THE PROBLEM: Lay out as a numbered list the lines of the items below, from the line containing "and orange glove." to the line containing "[168,4,395,103]", leaving out any blank lines.

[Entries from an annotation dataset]
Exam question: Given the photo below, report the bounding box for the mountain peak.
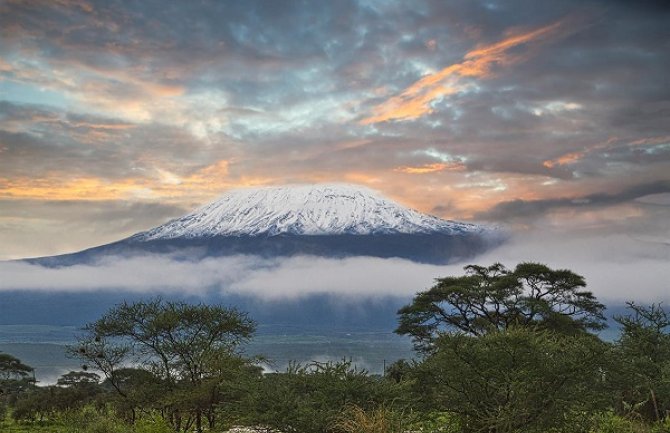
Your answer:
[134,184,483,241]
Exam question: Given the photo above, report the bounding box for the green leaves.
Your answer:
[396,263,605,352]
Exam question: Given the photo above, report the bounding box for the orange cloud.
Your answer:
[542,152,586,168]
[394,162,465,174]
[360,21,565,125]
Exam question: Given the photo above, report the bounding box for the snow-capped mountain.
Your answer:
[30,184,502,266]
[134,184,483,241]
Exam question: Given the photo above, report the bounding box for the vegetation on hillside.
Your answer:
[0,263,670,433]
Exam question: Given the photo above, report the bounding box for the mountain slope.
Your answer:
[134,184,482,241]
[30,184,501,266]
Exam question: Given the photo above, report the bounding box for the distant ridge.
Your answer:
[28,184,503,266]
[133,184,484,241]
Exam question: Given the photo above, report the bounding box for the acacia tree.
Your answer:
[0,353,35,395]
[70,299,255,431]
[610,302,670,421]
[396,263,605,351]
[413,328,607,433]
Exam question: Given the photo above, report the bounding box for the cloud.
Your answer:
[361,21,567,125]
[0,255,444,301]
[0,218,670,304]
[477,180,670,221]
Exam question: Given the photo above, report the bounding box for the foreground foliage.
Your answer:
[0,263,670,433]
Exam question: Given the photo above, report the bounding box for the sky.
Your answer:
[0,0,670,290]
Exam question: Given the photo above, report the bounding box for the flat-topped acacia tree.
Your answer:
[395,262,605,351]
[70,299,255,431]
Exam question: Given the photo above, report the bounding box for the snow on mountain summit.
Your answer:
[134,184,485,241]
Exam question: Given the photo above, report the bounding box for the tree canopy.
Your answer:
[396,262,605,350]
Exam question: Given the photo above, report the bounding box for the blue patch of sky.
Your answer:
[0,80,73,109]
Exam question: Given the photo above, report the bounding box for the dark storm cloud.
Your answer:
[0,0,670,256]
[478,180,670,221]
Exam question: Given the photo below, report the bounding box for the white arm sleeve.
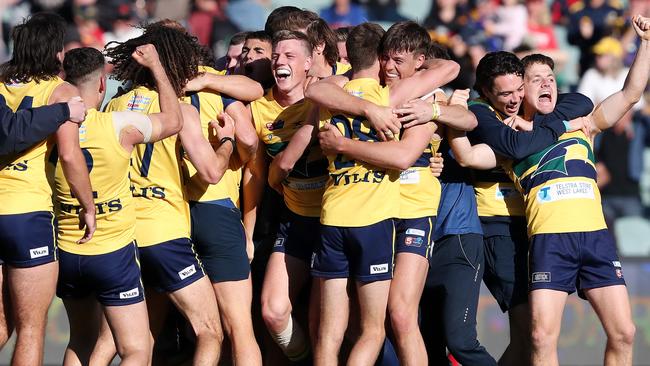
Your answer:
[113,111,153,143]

* * *

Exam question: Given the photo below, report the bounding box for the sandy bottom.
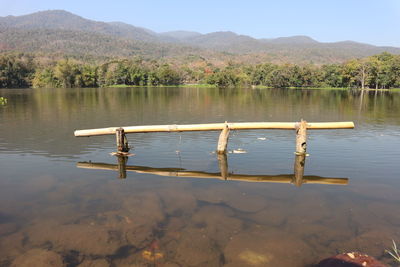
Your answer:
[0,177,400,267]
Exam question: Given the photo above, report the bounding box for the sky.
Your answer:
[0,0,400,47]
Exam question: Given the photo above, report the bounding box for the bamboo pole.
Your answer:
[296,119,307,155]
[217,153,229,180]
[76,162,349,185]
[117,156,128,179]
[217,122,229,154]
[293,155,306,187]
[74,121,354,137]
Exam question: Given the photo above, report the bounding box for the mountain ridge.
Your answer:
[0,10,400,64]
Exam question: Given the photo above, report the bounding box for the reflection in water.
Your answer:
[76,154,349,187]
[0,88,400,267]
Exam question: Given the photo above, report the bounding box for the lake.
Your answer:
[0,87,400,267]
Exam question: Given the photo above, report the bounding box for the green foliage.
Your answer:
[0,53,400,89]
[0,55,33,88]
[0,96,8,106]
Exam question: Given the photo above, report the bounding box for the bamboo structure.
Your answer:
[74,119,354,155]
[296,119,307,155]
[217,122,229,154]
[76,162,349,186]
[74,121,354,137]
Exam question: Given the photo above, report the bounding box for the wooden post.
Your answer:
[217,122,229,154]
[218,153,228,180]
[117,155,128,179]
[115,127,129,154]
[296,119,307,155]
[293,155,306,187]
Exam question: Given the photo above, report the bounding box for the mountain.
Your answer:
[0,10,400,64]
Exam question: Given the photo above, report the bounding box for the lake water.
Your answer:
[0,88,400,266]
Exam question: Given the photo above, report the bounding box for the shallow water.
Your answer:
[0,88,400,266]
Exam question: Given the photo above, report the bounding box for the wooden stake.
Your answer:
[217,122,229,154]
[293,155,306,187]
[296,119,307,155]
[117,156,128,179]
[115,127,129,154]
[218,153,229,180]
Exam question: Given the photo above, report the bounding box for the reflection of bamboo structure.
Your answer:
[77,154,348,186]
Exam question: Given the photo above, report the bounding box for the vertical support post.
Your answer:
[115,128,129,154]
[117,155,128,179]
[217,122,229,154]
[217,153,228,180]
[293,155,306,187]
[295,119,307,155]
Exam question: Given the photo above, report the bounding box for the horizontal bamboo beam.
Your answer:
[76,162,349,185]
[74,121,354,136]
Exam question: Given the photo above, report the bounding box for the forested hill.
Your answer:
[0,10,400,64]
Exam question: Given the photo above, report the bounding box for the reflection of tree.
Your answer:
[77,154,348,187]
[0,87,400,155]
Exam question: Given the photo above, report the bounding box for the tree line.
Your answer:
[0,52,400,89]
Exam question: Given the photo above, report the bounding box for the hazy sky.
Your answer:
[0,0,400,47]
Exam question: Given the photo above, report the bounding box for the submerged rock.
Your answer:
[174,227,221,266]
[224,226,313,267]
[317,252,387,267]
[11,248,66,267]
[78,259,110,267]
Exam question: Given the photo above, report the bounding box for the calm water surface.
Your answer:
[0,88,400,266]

* * *

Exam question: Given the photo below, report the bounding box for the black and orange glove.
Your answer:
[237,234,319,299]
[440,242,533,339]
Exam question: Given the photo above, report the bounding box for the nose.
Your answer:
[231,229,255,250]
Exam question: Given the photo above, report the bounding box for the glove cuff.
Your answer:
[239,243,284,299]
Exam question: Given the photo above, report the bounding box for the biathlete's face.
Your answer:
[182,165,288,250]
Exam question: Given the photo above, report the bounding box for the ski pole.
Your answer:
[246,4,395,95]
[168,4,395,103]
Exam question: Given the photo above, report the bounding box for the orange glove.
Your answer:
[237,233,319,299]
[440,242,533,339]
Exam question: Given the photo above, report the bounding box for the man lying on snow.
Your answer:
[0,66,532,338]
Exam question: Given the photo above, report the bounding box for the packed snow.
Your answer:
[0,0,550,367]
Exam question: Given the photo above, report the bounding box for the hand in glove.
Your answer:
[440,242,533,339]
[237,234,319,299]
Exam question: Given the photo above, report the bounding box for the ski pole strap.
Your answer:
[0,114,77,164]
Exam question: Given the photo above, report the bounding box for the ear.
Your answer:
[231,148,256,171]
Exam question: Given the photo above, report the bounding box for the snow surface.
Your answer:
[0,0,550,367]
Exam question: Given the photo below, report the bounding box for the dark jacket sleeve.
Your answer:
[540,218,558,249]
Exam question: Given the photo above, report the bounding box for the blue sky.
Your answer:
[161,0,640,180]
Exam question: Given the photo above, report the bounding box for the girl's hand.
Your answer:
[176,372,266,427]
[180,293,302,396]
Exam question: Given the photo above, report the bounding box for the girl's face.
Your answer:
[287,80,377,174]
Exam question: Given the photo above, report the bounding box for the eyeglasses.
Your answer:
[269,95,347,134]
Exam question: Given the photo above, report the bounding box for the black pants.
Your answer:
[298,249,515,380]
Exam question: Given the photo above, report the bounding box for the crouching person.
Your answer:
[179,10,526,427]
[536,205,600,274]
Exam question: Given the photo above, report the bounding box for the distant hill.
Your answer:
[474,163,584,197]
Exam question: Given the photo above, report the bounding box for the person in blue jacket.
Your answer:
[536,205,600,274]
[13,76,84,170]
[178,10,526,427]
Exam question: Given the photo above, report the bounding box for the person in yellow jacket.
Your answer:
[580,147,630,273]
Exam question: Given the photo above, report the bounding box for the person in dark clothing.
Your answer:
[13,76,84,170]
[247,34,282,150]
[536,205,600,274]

TASK RESPONSE:
1. Exam question: Given the photo below, report the bounding box for the black and orange glove.
2. Your answer:
3. [237,234,319,299]
4. [440,242,533,339]
5. Exam question: Given the photo above, report the bounding box for the nose.
6. Your answer:
7. [231,229,255,250]
8. Exam question: Given the photo above, report the bounding box for the glove cuff.
9. Your answer:
10. [239,243,284,299]
11. Exam question: Given the photo above, report the bounding box for the biathlete's face.
12. Your answer:
13. [182,165,288,250]
14. Exam question: Given the photo above, report the bounding box for the ski pole.
15. Your answer:
16. [246,4,395,95]
17. [168,4,395,103]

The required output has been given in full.